◆ TASK TO CARRY OUT
Check each line of the listing below for the string "unopened", then copy every line that has it.

◆ THE INPUT
_ _ _ _

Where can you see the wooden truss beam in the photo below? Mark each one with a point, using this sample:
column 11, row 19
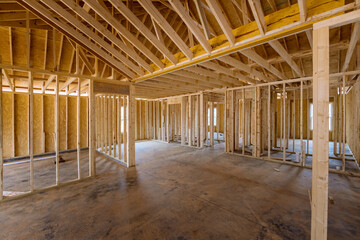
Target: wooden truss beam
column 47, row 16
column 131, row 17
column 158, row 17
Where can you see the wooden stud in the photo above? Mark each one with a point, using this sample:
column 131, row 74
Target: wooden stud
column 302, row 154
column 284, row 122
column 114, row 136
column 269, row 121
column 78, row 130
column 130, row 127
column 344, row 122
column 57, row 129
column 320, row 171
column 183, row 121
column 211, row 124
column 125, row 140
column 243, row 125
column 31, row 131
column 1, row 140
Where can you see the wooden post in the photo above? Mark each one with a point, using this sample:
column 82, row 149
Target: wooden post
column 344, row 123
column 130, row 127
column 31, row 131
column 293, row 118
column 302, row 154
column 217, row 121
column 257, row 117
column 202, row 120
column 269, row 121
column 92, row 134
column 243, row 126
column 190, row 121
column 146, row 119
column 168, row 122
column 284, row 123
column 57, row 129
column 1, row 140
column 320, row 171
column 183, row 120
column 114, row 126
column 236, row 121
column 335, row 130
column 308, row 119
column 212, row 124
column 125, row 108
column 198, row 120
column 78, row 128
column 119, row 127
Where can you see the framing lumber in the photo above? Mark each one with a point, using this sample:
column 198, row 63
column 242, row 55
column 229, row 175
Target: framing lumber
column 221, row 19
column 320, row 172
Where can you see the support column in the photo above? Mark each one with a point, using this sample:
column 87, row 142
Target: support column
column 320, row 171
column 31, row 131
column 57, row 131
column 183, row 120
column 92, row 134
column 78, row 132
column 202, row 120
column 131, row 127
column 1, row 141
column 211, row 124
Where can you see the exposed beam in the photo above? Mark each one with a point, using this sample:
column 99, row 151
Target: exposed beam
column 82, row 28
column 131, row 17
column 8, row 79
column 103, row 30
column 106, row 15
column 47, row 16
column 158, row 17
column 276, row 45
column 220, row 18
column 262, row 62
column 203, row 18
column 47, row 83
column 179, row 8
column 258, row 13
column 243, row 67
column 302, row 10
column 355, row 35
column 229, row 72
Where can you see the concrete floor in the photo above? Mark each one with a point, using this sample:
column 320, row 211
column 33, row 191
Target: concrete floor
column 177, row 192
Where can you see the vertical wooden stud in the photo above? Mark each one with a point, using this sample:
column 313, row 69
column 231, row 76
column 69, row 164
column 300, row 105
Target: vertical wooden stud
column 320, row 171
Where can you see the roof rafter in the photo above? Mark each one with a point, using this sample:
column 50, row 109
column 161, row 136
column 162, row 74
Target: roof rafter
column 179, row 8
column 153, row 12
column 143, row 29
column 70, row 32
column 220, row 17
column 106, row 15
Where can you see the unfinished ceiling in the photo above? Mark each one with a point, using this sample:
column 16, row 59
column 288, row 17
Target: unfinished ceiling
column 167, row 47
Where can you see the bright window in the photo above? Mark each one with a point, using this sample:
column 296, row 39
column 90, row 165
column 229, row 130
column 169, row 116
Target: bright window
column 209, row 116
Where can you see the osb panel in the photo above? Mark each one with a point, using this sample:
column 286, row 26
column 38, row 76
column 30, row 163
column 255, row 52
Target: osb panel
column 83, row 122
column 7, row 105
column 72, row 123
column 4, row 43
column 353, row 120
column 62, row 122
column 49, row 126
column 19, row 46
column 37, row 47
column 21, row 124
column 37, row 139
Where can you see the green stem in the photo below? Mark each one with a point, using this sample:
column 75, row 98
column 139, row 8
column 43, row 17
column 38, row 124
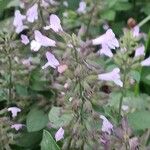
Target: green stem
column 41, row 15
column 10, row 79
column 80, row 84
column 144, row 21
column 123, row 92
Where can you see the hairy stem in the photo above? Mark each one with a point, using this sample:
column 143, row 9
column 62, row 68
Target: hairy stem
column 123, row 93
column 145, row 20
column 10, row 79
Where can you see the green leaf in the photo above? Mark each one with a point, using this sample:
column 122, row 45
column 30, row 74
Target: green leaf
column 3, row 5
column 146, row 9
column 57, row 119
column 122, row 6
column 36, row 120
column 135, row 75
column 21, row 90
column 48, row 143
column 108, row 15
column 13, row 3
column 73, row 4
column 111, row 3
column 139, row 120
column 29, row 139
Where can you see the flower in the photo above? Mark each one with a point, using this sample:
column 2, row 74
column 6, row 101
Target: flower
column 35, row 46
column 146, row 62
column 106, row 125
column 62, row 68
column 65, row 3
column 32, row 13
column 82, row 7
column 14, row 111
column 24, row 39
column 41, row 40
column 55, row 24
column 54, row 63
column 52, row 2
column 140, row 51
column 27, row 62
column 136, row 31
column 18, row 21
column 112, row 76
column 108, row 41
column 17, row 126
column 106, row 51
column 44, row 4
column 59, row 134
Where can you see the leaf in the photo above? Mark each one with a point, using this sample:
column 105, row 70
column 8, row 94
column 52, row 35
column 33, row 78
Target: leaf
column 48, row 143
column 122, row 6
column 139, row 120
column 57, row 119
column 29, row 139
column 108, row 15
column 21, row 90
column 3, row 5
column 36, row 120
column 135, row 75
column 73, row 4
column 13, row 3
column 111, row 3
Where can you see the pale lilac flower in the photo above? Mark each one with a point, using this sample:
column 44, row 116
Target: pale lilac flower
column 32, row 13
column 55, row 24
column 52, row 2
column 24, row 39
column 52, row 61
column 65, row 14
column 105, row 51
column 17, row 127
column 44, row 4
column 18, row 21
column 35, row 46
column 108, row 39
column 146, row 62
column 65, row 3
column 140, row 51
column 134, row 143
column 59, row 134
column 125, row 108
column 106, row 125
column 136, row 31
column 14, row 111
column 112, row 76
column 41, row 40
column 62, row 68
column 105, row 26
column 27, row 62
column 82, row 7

_ _ _ _

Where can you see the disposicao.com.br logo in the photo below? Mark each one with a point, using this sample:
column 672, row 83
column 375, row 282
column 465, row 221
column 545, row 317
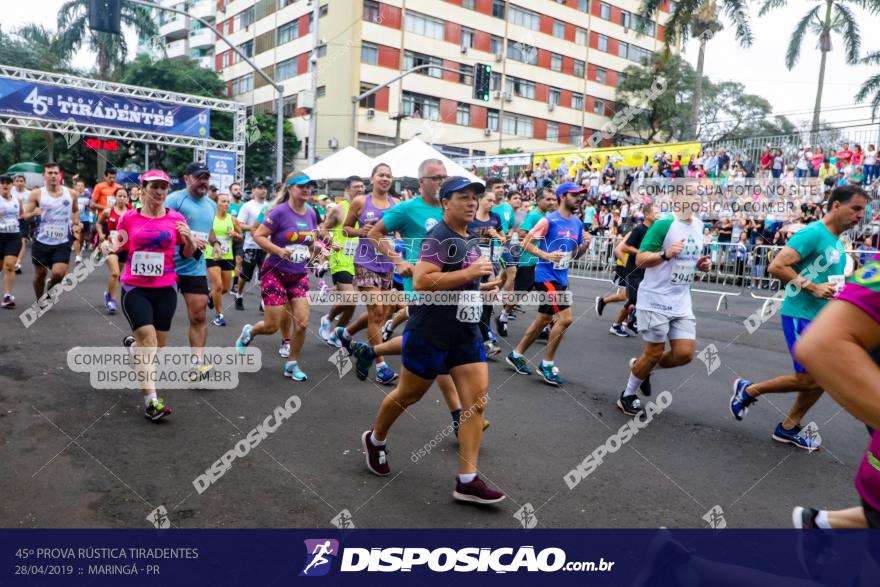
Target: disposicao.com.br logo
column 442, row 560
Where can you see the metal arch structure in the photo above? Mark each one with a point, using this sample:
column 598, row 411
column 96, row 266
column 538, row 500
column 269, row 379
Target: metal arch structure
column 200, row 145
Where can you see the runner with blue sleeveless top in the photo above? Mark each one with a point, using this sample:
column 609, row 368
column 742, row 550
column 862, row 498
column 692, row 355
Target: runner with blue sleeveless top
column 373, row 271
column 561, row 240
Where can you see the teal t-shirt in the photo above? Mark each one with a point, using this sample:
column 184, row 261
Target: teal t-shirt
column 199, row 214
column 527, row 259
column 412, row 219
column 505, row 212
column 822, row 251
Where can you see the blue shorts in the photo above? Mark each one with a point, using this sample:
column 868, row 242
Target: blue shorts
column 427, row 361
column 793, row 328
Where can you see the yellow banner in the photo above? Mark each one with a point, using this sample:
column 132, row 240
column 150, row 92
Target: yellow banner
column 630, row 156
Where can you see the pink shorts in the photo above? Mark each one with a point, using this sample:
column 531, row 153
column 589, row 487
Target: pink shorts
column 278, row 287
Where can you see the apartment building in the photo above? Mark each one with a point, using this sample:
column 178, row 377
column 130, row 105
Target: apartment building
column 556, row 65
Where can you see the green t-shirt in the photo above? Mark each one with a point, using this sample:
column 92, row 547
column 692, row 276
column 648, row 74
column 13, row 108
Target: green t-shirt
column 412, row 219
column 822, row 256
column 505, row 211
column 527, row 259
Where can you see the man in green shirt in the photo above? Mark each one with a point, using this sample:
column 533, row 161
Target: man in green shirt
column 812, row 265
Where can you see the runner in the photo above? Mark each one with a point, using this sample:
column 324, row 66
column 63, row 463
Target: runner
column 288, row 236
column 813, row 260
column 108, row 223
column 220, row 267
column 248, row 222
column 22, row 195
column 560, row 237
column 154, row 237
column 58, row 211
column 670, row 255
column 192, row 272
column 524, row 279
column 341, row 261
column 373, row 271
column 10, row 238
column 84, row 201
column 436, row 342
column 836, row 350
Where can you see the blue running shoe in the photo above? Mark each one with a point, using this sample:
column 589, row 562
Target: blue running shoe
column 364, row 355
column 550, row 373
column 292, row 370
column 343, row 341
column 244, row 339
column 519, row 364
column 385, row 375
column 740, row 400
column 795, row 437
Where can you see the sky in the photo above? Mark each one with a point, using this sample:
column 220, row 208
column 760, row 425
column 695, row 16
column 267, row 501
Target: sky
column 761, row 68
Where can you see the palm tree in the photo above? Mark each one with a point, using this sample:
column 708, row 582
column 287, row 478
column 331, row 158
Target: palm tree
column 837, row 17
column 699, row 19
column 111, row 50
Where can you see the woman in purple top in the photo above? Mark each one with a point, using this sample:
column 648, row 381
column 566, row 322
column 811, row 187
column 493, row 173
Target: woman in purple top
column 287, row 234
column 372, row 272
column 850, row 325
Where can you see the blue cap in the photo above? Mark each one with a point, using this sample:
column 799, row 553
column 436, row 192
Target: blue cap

_ _ _ _

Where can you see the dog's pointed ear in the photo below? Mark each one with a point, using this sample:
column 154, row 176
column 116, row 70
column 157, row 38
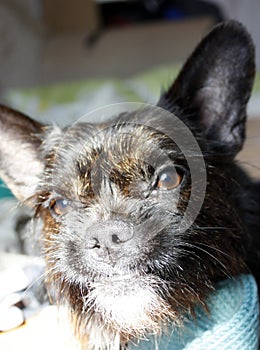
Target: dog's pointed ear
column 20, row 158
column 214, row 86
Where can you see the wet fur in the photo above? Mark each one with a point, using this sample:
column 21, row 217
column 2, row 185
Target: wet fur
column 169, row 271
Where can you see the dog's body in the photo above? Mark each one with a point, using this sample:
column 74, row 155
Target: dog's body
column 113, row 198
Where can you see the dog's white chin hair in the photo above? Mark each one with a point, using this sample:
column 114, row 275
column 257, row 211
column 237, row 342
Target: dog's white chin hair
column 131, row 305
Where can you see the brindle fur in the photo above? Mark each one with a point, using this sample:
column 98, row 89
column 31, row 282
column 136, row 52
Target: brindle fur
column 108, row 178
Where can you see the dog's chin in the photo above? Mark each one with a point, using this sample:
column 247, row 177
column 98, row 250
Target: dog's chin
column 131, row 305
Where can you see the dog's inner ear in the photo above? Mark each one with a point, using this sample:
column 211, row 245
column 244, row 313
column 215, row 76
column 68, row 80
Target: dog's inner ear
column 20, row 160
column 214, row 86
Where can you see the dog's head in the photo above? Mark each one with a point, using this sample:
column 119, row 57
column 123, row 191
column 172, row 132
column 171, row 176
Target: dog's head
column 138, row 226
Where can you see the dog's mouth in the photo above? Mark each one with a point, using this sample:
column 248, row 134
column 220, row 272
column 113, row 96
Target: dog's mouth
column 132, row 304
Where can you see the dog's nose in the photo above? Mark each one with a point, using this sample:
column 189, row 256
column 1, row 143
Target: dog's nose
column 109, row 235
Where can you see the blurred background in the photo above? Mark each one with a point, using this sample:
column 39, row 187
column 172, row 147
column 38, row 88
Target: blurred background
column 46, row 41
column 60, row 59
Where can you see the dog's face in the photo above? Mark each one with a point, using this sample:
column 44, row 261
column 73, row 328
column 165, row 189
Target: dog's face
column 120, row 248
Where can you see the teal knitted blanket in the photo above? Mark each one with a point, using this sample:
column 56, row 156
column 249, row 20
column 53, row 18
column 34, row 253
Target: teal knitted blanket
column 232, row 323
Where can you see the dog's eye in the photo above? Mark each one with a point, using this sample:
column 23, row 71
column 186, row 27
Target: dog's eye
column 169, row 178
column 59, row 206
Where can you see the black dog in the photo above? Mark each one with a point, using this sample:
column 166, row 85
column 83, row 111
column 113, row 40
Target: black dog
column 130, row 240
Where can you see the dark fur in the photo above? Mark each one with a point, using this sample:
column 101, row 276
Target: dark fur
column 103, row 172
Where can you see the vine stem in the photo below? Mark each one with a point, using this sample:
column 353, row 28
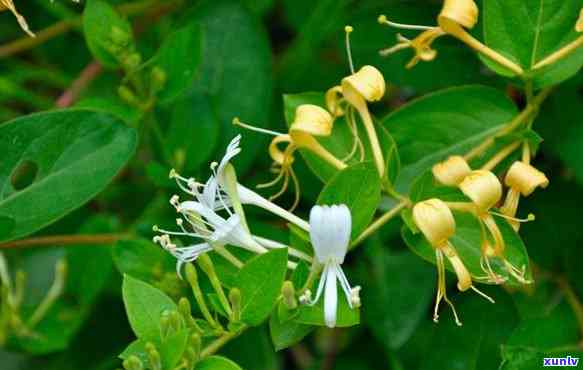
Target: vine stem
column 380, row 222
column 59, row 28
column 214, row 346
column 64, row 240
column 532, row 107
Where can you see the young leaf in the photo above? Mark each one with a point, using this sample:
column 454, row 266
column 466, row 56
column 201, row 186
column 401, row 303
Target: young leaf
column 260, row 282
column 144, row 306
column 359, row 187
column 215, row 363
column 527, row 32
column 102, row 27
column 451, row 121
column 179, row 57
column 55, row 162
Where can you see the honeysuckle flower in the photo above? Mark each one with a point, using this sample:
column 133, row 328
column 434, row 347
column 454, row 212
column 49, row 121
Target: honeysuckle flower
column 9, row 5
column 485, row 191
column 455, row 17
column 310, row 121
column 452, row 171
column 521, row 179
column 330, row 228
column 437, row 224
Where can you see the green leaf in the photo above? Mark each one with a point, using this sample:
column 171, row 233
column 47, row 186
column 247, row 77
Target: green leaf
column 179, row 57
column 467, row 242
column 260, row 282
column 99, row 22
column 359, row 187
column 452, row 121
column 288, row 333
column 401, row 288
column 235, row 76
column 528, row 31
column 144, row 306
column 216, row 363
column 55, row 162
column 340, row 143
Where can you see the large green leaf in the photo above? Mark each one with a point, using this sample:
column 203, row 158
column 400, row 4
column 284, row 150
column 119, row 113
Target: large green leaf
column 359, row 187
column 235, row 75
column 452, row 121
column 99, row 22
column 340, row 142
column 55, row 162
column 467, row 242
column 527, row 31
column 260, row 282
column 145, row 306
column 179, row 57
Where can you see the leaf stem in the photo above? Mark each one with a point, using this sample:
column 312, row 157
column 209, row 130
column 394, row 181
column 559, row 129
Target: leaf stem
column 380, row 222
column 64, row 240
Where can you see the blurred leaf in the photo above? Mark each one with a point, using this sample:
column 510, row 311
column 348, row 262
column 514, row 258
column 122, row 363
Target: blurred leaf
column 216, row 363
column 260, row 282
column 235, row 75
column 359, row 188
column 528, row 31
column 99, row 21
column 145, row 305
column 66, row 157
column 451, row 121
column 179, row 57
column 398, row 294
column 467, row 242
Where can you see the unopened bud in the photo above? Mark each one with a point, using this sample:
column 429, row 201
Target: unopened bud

_ _ _ _

◆ EXERCISE OUTPUT
Where can you see the unopened bud in the photo above? Mark each one with a point, using this sample:
Target: unopened bud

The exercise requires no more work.